:: Task requirements ::
Each line below should be repeated exactly as it stands.

----- Data provided -----

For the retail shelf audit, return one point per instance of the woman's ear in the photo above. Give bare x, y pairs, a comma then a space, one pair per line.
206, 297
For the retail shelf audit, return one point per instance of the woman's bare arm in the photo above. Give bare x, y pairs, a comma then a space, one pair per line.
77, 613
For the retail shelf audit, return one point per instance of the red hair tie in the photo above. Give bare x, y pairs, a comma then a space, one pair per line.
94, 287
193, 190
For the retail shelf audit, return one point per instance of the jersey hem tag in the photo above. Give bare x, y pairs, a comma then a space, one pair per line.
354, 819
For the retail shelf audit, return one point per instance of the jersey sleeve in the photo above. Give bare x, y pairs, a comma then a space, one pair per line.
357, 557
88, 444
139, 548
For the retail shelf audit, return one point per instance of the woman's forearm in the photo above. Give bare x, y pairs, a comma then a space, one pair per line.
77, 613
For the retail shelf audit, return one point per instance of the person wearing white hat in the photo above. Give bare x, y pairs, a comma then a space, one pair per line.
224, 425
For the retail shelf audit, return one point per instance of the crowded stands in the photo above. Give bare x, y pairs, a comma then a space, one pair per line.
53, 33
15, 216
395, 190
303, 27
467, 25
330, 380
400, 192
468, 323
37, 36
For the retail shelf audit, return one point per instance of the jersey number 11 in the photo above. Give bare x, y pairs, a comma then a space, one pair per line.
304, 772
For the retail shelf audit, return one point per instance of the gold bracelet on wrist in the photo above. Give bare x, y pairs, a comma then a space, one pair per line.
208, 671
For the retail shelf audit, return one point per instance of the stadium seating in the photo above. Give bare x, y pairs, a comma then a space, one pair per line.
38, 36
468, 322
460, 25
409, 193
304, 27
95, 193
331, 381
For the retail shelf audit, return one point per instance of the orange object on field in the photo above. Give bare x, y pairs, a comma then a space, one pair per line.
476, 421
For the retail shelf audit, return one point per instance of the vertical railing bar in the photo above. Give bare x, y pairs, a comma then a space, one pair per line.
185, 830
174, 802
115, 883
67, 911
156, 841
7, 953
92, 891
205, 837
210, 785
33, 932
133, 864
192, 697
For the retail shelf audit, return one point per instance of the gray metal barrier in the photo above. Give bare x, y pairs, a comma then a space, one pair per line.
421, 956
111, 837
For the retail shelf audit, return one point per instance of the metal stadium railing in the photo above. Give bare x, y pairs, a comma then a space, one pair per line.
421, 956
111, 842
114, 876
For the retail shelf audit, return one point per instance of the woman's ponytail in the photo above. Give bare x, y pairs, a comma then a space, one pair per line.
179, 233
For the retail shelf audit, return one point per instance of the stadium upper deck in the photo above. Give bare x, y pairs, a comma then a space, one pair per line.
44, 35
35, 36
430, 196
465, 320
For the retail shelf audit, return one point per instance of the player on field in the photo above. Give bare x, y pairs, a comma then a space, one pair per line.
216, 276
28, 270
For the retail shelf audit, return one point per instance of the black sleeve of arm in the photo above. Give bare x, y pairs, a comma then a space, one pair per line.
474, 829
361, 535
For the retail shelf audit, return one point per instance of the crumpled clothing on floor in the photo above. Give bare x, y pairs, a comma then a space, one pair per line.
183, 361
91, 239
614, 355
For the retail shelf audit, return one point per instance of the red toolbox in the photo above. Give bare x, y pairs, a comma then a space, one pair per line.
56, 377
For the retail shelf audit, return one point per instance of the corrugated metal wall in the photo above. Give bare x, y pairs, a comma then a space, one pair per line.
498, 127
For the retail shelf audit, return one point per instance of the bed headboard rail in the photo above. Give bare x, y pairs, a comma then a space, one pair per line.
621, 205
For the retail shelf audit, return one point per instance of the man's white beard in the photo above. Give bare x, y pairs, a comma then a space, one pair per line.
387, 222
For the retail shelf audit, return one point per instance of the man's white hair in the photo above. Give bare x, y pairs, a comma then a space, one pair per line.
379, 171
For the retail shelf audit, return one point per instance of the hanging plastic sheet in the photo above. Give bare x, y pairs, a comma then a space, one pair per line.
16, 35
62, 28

-----

:: Output of the task ::
For the retail shelf audit, return one point per instance of the woman's ear in the photo above. Give bare x, y pairs, a comma then a space, one pair per line.
206, 297
For the retail shelf audit, return one point per instance of the woman's bare arm in the photo above. Give bare x, y pairs, a comma then a space, one pair per line.
77, 613
For the retail shelf audit, return one point per instance of the red hair tie in the photo above. Give bare x, y pairs, a comma then a space, one pair per line.
94, 287
193, 190
For the retail shelf audit, return one point per instance of the jersey hem tag in the photo above. Give bare x, y pairs, a comma then a space, one pair per line.
354, 819
For the retail shelf audit, return one point per instance of the jersey sleeve in the photo above. Give bare x, y pairs, a comma then a space, one pair per line.
357, 557
88, 444
139, 548
For the retail shelf audit, return one point per instance of the woman's forearm in the photo above. Give bare x, y pairs, a comma then a space, one pair per line.
77, 613
For the retail shelf audit, return one point per instance of the person wearing white hat in the photo above. Give bare x, y pairs, a comma then a space, one pair per line.
224, 425
For the retail shelf audit, return one point per instance of the crowded stands in the photo above. Give bare x, y pairs, a comma then a space, one pair per line.
53, 33
15, 216
395, 190
303, 27
467, 25
330, 380
400, 192
468, 323
37, 36
For the retail shelf audit, return one point per instance of the jersey number 11 in the photo above. Give bare x, y pairs, a comma then a space, one pair per line.
304, 772
For the retail shelf audit, return one point per instance of the gold bracelet on wrist in the photo above. Give bare x, y pairs, a comma then a space, one pair per line.
208, 671
For the retail shelf audit, return one point per instance of the stadium seating in the photo above. Give bare x, y pairs, a comma then a space, one pair per line.
38, 36
468, 322
460, 25
409, 193
304, 27
95, 193
331, 381
For the retail shelf audit, return one point per instance of the orange object on field in the photo above. Give bare x, y pairs, a comma then a space, one pair per line.
476, 421
For the retail shelf audit, return one point per instance of the vertical railing bar in the photo above. Give bare x, y pairs, a comma then a space, one pair per line.
185, 830
174, 802
115, 883
67, 911
156, 841
7, 953
92, 891
205, 837
210, 785
33, 932
133, 864
192, 697
For the retail shelf audit, return one point per instance of the gray metal barrier in the photo above. Give bare x, y pairs, a comma then a space, one pair per line.
421, 956
111, 837
For the retail shelf audit, return one point per instance of the metal stadium railing in the photo above. Give bare x, y pairs, a comma then a space, one pair per line.
421, 956
111, 842
114, 876
For the retail shelf audit, return one point per instance of the woman's ponytail in the photo above. Give bare x, y pairs, a comma then a space, one pair per line.
179, 233
For the retail shelf audit, return one point per instance of the stadium upper deck in the photo above. Give bare x, y pairs, a comma then a space, one pair per line.
44, 35
35, 36
430, 196
465, 320
For the retail shelf audit, return one point per instance of the player on field in the photo above. Give bare x, y pairs, a comma then a space, one pair per line.
216, 276
28, 270
For the retail shelf audit, return one point per instance of the black sleeve of arm in the photo above. Give bare x, y pairs, a comma then a space, one pair per line.
474, 829
361, 535
For the retail shelf audit, return one point per instance of the crumpled clothing on floor in the photo above. Give bare x, y pairs, a comma then a space, one pair per line.
183, 361
91, 239
614, 355
For the retail shelf audit, return one point per instance of the red toolbox in the photo above. Give bare x, y pairs, a comma then a space, one pair per line.
56, 377
For the retail shelf audit, return one point per instance of the corrugated metal wall in the photo above. Give bare x, y pairs, a comma then a space, one pair per line.
498, 127
For the retail shelf audit, return one point per instance of the bed headboard rail in the photo above. Give bare x, y pairs, a comma then a space, one pair per line.
621, 205
For the retail shelf audit, return one point per instance of the man's white beard in the photo above. Give bare x, y pairs, a comma then a space, one pair per line.
387, 222
For the retail shelf audit, return one point per instance of the man's white hair in the photo above. Give bare x, y pairs, a comma then a space, one pair per line.
379, 171
For the retail shelf audit, return one point per instance of the hanging plastic sheet in the photo above. Give bare x, y pairs, a comma then a space, one pair per line.
16, 35
62, 28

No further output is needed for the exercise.